Start of Block

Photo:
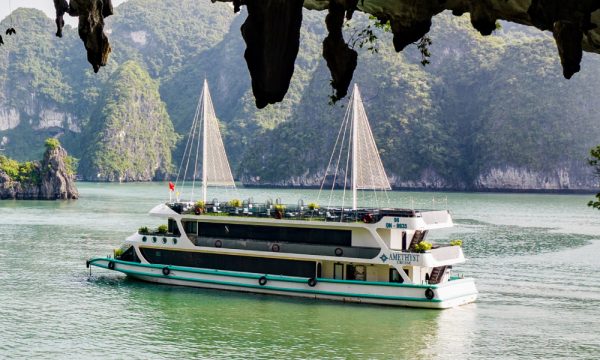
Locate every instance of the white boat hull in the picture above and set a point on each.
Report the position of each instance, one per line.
(447, 295)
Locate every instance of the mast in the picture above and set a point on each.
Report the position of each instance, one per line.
(204, 138)
(354, 146)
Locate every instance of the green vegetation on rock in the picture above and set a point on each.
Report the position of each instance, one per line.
(594, 161)
(132, 135)
(482, 109)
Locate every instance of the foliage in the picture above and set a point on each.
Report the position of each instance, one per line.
(368, 35)
(422, 246)
(481, 103)
(200, 204)
(52, 143)
(25, 172)
(235, 203)
(117, 252)
(456, 242)
(162, 229)
(423, 45)
(313, 206)
(594, 161)
(132, 117)
(71, 164)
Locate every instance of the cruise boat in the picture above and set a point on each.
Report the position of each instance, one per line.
(375, 255)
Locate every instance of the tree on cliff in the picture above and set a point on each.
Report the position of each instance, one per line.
(51, 179)
(131, 135)
(595, 163)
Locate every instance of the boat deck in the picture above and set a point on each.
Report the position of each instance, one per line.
(292, 212)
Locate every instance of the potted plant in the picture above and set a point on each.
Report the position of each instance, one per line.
(199, 207)
(422, 247)
(279, 209)
(456, 242)
(162, 229)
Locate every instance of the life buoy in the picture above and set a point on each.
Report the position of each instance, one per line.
(429, 294)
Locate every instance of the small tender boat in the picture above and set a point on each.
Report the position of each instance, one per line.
(374, 255)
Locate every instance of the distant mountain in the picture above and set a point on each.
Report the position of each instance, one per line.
(486, 113)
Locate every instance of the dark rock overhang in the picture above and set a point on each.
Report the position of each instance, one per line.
(272, 31)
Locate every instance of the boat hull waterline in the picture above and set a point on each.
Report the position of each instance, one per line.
(447, 295)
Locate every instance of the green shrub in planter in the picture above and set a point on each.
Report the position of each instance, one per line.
(423, 246)
(456, 242)
(200, 205)
(235, 203)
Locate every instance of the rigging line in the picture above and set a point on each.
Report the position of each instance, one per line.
(186, 145)
(371, 150)
(196, 121)
(345, 124)
(197, 151)
(350, 145)
(222, 167)
(331, 157)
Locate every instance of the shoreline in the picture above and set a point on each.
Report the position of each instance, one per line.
(415, 189)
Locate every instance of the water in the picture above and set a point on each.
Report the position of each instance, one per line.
(535, 258)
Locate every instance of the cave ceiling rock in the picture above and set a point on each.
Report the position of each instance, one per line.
(272, 35)
(574, 25)
(91, 15)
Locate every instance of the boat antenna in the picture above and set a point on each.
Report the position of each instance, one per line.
(204, 143)
(354, 144)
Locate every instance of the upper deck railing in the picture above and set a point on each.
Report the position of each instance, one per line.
(290, 211)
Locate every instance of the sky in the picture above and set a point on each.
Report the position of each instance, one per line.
(46, 6)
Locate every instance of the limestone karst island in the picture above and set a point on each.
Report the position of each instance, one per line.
(381, 179)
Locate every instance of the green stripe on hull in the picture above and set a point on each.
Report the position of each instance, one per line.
(265, 287)
(256, 276)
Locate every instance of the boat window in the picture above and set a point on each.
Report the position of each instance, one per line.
(251, 264)
(190, 227)
(349, 272)
(173, 229)
(338, 271)
(277, 234)
(360, 273)
(395, 276)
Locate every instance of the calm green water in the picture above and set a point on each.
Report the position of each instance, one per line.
(535, 258)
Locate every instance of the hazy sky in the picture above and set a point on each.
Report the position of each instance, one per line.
(46, 6)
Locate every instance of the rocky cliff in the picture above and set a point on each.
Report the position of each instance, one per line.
(132, 136)
(50, 179)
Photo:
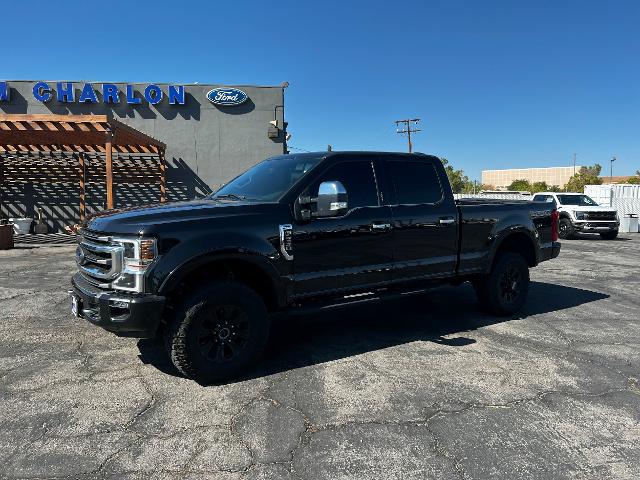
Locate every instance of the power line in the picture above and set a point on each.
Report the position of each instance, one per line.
(407, 129)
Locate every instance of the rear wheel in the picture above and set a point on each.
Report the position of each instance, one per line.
(504, 290)
(218, 333)
(565, 229)
(610, 235)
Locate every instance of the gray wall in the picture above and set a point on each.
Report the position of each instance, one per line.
(207, 145)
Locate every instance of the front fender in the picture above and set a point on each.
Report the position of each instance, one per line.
(186, 256)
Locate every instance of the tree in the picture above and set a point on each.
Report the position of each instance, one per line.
(521, 185)
(634, 180)
(586, 176)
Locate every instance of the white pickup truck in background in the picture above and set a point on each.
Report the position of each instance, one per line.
(579, 213)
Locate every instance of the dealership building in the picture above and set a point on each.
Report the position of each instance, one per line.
(501, 179)
(208, 133)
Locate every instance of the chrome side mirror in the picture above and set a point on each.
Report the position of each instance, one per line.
(332, 199)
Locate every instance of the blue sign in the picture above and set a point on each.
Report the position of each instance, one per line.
(227, 96)
(65, 92)
(5, 92)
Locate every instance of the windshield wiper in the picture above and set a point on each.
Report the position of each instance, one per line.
(230, 196)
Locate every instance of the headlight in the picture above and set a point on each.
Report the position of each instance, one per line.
(138, 255)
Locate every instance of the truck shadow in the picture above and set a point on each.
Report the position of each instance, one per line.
(298, 341)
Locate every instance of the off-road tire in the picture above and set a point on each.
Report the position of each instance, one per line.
(612, 235)
(504, 290)
(565, 229)
(197, 328)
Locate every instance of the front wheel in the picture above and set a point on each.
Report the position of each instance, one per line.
(218, 333)
(504, 290)
(610, 235)
(565, 229)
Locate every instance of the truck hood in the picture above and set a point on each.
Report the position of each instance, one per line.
(165, 216)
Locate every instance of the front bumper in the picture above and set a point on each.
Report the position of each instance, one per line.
(595, 227)
(126, 315)
(549, 250)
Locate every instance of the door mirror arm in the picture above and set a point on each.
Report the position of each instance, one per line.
(332, 201)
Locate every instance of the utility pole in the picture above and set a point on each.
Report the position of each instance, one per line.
(406, 128)
(613, 159)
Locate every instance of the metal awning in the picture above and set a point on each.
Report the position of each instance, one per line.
(78, 135)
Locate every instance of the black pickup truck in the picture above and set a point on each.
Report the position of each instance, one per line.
(297, 231)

End of Block

**WHAT IS REQUIRED**
I'd like every record printed exactly, with the pictures left out.

**ANSWER AREA**
Photo:
Locate every instance of the white boat hull in the picture above and set a point on each.
Report the position of each instance, one per line.
(447, 295)
Locate every instance of the mast in the picture above and set a point on each.
Report the position of each instance, one per line.
(204, 138)
(354, 146)
Locate every instance of the green vegetation on rock in the picture above and set a point on each.
Report the position of each instance, one per line.
(594, 161)
(132, 135)
(482, 109)
Locate every instance of the foliage in the picture above and set a point on each.
Report the position of each instance, one per line.
(368, 35)
(422, 246)
(481, 103)
(200, 204)
(52, 143)
(25, 172)
(235, 203)
(117, 252)
(456, 242)
(162, 229)
(423, 45)
(313, 206)
(594, 161)
(132, 117)
(71, 164)
Locate every instance of the cruise boat in the picture above and set a point on each.
Report the position of each instance, one per line.
(375, 255)
Locate every instance of the tree on cliff in the picture above and set a point on each.
Report the position of each instance, one per line.
(51, 179)
(131, 135)
(595, 163)
Locate every instance of the boat deck in the picture above and set a point on each.
Report the position of each instance, one per line.
(292, 212)
Locate every instance of the potted plant in the picture above and set a point on each.
Report the position of each instance, one per line.
(199, 207)
(422, 247)
(279, 209)
(456, 242)
(162, 229)
Locate every instance of the life buoy in the picture above and set a point on each.
Report the position of each instance, one per line.
(429, 294)
Locate every instance of the small tender boat in the picture above and set a point on each.
Report the position of each instance, one per line.
(374, 255)
Locate every instance of the distant mountain in the picture above and set a point on each.
Report the position of each instance, one per line.
(486, 113)
Locate every instance of the dark rock overhang in the picture above and set a point on each.
Report the position of each instance, one per line.
(272, 31)
Locate every instance of the boat hull waterline in the picture above and set a point on each.
Report the position of each instance, one per line.
(447, 295)
Locate every instance of the green shrub in planter in the picture above and set a point on each.
Report the position of each instance, one per line.
(423, 246)
(456, 242)
(200, 205)
(235, 203)
Locate every instance of the rigging line in the picture above and set a point on each.
Report the position of each instance, one per line.
(186, 145)
(371, 150)
(196, 121)
(345, 124)
(197, 151)
(350, 145)
(222, 167)
(331, 157)
Locate every instance of the shoreline in the picture above and set a point on each.
Report the position of each instance, one per line.
(415, 189)
Locate every instance of the water in the picture above and set a point on each.
Report the position of each instance, one per line.
(535, 258)
Locate every instance of the cave ceiling rock in the picture above and set a point on each.
Report the position of each instance, one per line.
(272, 35)
(574, 25)
(91, 15)
Locate every instance of the boat antenna in the picture above and set a point on each.
Report the position of each instance, one per line.
(204, 143)
(354, 144)
Locate every instance of the upper deck railing in the picture above and set a point on each.
Report the position of each instance, one per line.
(290, 211)
Locate every instance of the sky in the picture above and set a point on each.
Report the position of each instance, one per line.
(46, 6)
Locate every instance of the limestone karst island in the picture above and set a point on each.
Report the position of each instance, one per line.
(381, 179)
Locate every instance of the green stripe on hull in the picture above and set a point on each.
Report the position of each instance, one per line.
(265, 287)
(256, 276)
Locate every instance of the boat window in the picture above and set a point on each.
Report the position of each instance, one per line.
(251, 264)
(190, 227)
(349, 272)
(173, 229)
(338, 271)
(277, 234)
(360, 273)
(395, 276)
Locate every instance of the calm green water in the picture above and set a point on each.
Report the position of each instance, one per line.
(535, 258)
Locate every instance of the hazy sky in the picture above and set a point on each.
Report the position of each instance, one per line.
(46, 6)
Locate every instance of the rocky cliff in the picture above and set a point on each.
Report the position of each instance, one per line.
(132, 136)
(50, 179)
Photo:
Locate every instance of the power line in the picture above and set a point on each.
Report the position of each instance, one per line.
(407, 129)
Locate every instance of the rear wheel in the picture above and set a point on each.
Report the position of each instance, one per line.
(504, 290)
(218, 333)
(565, 229)
(610, 235)
Locate every instance of the gray wall in the picture above and set a point on each.
Report the position of each instance, one per line.
(207, 145)
Locate every instance of the front fender in the picture above and set a point on each.
Report the position of each instance, one per line.
(186, 256)
Locate every instance of the tree in the picture above and set a point on each.
Report the position of each instance, one per line.
(521, 185)
(634, 180)
(586, 176)
Locate every instance of the white pickup truck in background in the picture above and set a point on each.
Report the position of each instance, one per line.
(579, 213)
Locate every instance of the dealership building in the picture above and set a point on each.
Report the position of each instance, one per line.
(501, 179)
(208, 133)
Locate every instance of the chrome side mirror in the picture above and set a point on each.
Report the position of each instance, one per line.
(332, 199)
Locate every instance of the blue sign in the picture above and set a point on each.
Report the position of each instance, one per line.
(227, 96)
(65, 92)
(5, 92)
Locate every instance of the windshield wiper in the picture above and set a point on each.
Report the position of each instance, one per line.
(230, 196)
Locate every instance of the headlight in the picture above and set a point on each.
Report the position of each instance, one per line.
(138, 255)
Locate every instance of the truck shadow in the picture above and set a point on each.
Report the position of each instance, one per line.
(298, 341)
Locate every instance of the off-road tire in the picture above and set a point on each.
Report the position of each instance, one per line.
(612, 235)
(504, 290)
(565, 229)
(197, 328)
Locate every instance of the front wheel in the picture above and set a point on each.
Report the position of each instance, one per line.
(218, 333)
(504, 290)
(610, 235)
(565, 229)
Locate every instance of the truck hood in the picture above and set a point on each.
Report the position of each instance, one per line.
(165, 216)
Locate every instance of the front bumper in the picture above and set a point on each.
Report the position of each instance, one per line.
(595, 227)
(126, 315)
(549, 250)
Locate every instance of the door mirror arm in the picture above and set a point on each.
Report the position of each instance, one per line.
(332, 201)
Locate every instance of the utility pole in the picture above and set a point on each.
Report the position of each instance, one per line.
(406, 128)
(613, 159)
Locate every instance of the metal awning in the picture above and set a point on each.
Report the position of each instance, one per line.
(78, 135)
Locate every instance of the black pickup truck in the picture above and set a point on each.
Report the position of each instance, one per line.
(297, 231)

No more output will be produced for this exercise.